**Materials provided**
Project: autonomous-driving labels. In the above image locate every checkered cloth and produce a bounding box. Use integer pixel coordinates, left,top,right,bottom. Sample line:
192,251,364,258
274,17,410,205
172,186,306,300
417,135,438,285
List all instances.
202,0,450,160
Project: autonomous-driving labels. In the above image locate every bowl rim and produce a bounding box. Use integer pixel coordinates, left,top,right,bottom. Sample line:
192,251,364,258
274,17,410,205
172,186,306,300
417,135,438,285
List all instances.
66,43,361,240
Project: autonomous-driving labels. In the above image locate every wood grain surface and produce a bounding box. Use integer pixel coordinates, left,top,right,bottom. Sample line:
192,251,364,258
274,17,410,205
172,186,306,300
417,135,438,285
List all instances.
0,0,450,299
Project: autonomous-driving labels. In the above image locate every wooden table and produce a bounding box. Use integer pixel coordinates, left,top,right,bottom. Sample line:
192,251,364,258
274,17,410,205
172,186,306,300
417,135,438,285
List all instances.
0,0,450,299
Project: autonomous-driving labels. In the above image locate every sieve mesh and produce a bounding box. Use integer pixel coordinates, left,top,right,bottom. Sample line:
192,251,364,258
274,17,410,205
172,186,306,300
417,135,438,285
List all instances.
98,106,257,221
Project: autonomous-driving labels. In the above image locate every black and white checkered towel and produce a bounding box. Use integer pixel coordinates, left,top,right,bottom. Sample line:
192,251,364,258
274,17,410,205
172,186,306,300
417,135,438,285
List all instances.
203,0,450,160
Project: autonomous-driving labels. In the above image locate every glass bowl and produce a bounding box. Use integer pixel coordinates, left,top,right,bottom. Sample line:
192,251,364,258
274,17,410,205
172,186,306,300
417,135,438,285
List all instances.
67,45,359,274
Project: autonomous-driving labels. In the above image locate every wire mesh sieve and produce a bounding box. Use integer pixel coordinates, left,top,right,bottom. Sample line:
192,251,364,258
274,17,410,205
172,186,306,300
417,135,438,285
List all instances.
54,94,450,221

**Goal of the exercise**
Convert everything from the first line of the rows down to the line containing "66,43,361,240", both included, into a JSON list of strings with one string per line. Leave out any blank lines.

**Final result**
[
  "Project: autonomous-driving labels. In the above image locate every checkered cloth and produce a bounding box. Use integer pixel coordinates, left,top,right,bottom. Sample line:",
  "192,251,364,258",
  "274,17,410,205",
  "172,186,306,300",
  "417,135,438,285",
  "List all instances.",
  "202,0,450,160",
  "Project: autonomous-driving labels. In the above image locate every bowl rim and produce a bounding box. Use integer pixel coordinates, left,top,right,bottom. Sample line:",
  "192,251,364,258",
  "274,17,410,205",
  "172,186,306,300",
  "417,135,438,285",
  "List all instances.",
  "66,43,361,240"
]